> _Set problem A_
In the Sri Lanka excerpt, how many Indian troops does the writer say were lost in operations?
> _Set problem B_
Carry on the Sri Lanka excerpt from the point where it ends.

> _Source document_
·····

Predictably, the IPKF failed despite deploying helicopter gunships and tanks to assist the 80,000-strong force comprising four army divisions. The Indian Army, that had barely got the handle on insurgencies in the northeast by then, was pitchforked into an alien milieu where friends were foes, and there was no consensus about what to do or how to do it.

It lost more men — some 1,200 in operations than in any other single conflict since Independence. One can understand why the Sri Lanka Army, facing so formidable an adversary, prosecuted its actions in the final phase with such extreme prejudice.

I elaborated for Balasingham the arguments I had made against an Indian role in stoking separatist sentiments and helping the Tamil insurgency in Sri Lanka, or any other adjoining state — which case holds to this day. Politically, I said it was dangerous for India — itself a patch-work of different sub-nationalities, to encourage the fissiparous tendencies within neighbouring countries in a region of overlapping ethnicities and loyalties, because that would legitimate similar foreign attempts at balkanising India, and that such involvement would inevitably draw the Indian military into the actual fighting. Once that happened, I told him, it would be a disaster for the Indian armed forces because, as per historical experience, embroilment in civil strife usually bodes ill for the intervening foreign entity. Besides risking life and limb of Indian soldiers, it would, I ventured, tar the reputation of the Indian Army and, worse, end up seeding lasting ill-will in a previously friendly country. Unhappily, all these came to pass. Balasingham, however, remained unconvinced, maintaining that India could not “wash its hands” off the Eelam, or “disown its blood ties” with the Tamils in Sri Lanka.

·····

> _Information given_
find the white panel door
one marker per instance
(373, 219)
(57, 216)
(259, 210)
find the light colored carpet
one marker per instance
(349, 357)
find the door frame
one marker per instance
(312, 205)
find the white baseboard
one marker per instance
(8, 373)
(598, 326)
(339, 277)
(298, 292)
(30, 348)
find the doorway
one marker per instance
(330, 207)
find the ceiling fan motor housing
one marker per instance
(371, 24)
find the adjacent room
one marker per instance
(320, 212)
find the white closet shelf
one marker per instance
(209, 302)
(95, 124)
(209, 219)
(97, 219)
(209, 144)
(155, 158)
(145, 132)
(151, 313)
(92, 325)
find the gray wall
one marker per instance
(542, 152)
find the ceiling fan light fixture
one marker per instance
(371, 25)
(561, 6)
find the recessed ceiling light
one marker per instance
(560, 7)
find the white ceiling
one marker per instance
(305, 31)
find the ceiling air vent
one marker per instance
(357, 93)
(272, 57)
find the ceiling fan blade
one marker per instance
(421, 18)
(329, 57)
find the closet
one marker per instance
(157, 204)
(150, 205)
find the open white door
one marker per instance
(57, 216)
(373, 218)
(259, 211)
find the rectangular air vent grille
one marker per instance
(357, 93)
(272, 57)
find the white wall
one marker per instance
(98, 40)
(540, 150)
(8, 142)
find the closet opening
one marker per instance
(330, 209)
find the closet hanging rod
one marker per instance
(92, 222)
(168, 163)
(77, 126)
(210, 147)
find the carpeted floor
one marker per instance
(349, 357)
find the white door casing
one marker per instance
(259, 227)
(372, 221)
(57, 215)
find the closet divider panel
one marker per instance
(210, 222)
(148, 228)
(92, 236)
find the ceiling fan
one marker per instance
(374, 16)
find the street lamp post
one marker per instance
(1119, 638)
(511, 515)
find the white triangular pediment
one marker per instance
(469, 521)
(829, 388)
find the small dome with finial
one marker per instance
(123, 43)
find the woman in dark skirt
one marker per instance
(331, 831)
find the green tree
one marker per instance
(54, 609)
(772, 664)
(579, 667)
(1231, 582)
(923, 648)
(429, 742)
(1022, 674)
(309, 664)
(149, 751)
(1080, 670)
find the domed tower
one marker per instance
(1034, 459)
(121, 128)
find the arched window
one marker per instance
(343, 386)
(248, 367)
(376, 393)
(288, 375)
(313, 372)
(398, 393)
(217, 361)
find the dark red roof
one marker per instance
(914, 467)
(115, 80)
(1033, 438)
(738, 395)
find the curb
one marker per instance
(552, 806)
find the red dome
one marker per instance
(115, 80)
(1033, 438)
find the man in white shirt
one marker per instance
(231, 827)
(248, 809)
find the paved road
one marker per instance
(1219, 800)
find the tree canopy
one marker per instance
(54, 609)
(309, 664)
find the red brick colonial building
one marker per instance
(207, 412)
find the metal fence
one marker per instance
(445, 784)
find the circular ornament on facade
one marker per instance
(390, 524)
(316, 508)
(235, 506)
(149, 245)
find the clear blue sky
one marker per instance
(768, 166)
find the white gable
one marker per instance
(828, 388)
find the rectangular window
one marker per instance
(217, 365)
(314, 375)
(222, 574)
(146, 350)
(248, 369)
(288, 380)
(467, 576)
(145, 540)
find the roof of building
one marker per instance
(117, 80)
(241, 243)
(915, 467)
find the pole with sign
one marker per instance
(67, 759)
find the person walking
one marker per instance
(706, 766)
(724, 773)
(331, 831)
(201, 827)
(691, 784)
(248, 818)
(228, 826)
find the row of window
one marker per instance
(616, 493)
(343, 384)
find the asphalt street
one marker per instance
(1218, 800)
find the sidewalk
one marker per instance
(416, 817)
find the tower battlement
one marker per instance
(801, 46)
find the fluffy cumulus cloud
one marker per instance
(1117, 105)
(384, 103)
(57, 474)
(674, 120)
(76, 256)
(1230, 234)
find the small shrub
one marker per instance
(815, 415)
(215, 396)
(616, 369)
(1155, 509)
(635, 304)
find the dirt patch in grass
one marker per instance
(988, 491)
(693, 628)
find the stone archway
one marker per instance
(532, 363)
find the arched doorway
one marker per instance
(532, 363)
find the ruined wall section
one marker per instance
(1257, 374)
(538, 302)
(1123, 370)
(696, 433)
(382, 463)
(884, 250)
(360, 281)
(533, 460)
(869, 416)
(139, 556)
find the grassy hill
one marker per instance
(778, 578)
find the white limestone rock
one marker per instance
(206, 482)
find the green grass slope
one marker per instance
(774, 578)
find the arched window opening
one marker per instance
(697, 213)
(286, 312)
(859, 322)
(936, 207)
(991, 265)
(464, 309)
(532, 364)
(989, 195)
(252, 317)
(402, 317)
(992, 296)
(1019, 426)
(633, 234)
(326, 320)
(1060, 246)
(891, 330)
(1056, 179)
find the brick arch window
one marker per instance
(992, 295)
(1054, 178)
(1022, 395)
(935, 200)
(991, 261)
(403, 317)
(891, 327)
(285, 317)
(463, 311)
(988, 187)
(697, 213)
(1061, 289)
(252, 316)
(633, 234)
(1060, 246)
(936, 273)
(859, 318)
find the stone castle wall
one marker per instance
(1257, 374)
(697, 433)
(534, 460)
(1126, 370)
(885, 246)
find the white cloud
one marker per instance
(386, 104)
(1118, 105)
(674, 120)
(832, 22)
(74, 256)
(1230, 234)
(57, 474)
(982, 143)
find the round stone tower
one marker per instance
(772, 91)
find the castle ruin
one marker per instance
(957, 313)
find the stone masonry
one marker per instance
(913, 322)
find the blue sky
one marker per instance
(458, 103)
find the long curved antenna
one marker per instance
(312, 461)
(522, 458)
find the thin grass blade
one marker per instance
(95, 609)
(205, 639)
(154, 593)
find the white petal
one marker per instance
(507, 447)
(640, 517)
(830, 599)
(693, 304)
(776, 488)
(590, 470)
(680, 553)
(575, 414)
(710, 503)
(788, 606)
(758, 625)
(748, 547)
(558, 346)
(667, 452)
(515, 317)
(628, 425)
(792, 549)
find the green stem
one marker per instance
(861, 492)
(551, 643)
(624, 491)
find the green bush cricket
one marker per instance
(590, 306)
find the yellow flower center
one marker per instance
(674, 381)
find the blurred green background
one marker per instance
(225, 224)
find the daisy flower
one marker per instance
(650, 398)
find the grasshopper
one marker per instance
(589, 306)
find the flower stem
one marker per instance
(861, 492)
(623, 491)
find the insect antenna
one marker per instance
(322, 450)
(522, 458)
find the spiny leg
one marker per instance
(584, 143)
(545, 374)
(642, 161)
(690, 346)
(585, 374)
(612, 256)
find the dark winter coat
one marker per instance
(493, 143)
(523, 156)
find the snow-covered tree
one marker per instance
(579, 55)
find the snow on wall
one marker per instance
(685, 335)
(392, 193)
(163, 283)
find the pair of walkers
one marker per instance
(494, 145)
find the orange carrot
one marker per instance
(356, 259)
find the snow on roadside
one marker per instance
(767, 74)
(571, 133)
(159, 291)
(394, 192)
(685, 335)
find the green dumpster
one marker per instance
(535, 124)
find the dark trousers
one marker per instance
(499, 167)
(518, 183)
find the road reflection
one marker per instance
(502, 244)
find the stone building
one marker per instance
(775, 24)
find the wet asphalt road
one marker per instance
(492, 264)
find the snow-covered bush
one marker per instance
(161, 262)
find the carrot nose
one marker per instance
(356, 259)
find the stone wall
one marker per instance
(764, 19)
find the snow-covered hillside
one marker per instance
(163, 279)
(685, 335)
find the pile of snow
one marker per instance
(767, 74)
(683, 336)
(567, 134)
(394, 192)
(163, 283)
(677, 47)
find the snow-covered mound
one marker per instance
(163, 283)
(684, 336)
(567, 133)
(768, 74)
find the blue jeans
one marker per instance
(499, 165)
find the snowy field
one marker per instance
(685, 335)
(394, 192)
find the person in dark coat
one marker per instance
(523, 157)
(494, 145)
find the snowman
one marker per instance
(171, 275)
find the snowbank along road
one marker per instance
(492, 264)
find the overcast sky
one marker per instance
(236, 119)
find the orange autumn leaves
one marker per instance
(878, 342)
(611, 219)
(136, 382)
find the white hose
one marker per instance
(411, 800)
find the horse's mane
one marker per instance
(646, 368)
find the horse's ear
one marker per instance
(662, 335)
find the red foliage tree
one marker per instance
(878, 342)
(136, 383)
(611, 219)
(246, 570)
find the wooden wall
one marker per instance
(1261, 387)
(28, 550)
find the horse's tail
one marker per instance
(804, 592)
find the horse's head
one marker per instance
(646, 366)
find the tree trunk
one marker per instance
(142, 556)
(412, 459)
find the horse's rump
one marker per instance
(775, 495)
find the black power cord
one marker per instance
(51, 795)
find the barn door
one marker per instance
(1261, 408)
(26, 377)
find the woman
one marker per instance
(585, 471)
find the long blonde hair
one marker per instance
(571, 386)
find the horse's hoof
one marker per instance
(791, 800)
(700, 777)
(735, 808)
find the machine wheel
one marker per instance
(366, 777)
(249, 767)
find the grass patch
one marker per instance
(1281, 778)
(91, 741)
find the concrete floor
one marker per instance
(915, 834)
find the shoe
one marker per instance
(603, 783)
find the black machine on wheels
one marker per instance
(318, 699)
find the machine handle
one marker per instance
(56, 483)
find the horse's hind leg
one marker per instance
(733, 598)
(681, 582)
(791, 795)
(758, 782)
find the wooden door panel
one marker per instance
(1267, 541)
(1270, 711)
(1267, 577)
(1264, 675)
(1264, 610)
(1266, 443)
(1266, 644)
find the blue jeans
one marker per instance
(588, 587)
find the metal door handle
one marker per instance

·····

> _Reply A_
Some 1,200 men, more than in any other single conflict since Independence.

> _Reply B_
The Indian armed intervention combining with the pro-consular attitude of the Indian High Commissioner in Colombo at the time, J.N. Dixit, moreover, left a deeply negative impress in Colombo, generating enduring resentment of India that President Mahinda Rajapaksa has mined to consolidate his rule in that country. It fuelled the Sri Lankan policy in the last decade of actively courting China which, beyond Humbantota, may soon fetch Beijing an oil tank farm and a naval presence in Trincomalee, a deep water port Nelson called the finest in the Indian Ocean.

Fortunately, the Indian government is now determined to go only so far in placating popular sentiments in Tamil Nadu, whence the half-hearted attempt in Geneva to introduce the word “genocide” into the UN Human Rights resolution targeting Sri Lanka but only after first alerting Colombo lest this move be perceived as other than a cursory bow to domestic politics. It was followed by External Affairs Minister Salman Khurshid rejecting outright the main planks of the resolution passed by the Tamil Nadu Assembly — moving a resolution in the UN for a referendum on the Eelam in Sri Lanka, treating that country as unfriendly, and imposing economic sanctions on it.

What is incomprehensible is not that the recent events reinforce the reality of Tamil Nadu state politics adversely impacting bilateral relations with Sri Lanka. Colombo is familiar with New Delhi’s predicament on this score. Nor is it particularly surprising that the opposition DMK withdrew its support to the UPA coalition government headed by Manmohan Singh, and together with the ruling AIADMK and other Tamil parties is engaged in competitive pandering to the street sentiments. This has involved actions ranging from petty (disrupting sports ties) to vicious (not discouraging assaults on visiting Sri Lankan Buddhist monks) to foolish (demanding the arrest of the Sri Lankan High Commissioner, Prasad Kariyawasam, for his factual statement that the Sinhalese too are ethnically of Orissa Indian stock). But that the calm, calculating, and sure-footed AIADMK chief minister of Tamil Nadu, Jayalalithaa, who has a better shot at the prime ministership if a Third Front materialises after the 2014 general elections than, say, the blustery Hindi-heartland hankerer for the job Mulayam Singh, has foreign policy-wise made a mistake. Sympathetic noises supportive of the Tamil community across the Palk Strait is one thing. Going the extra steps to reinforce fear in the minds of the Sri Lankan people can, however, become a liability for a prospective PM.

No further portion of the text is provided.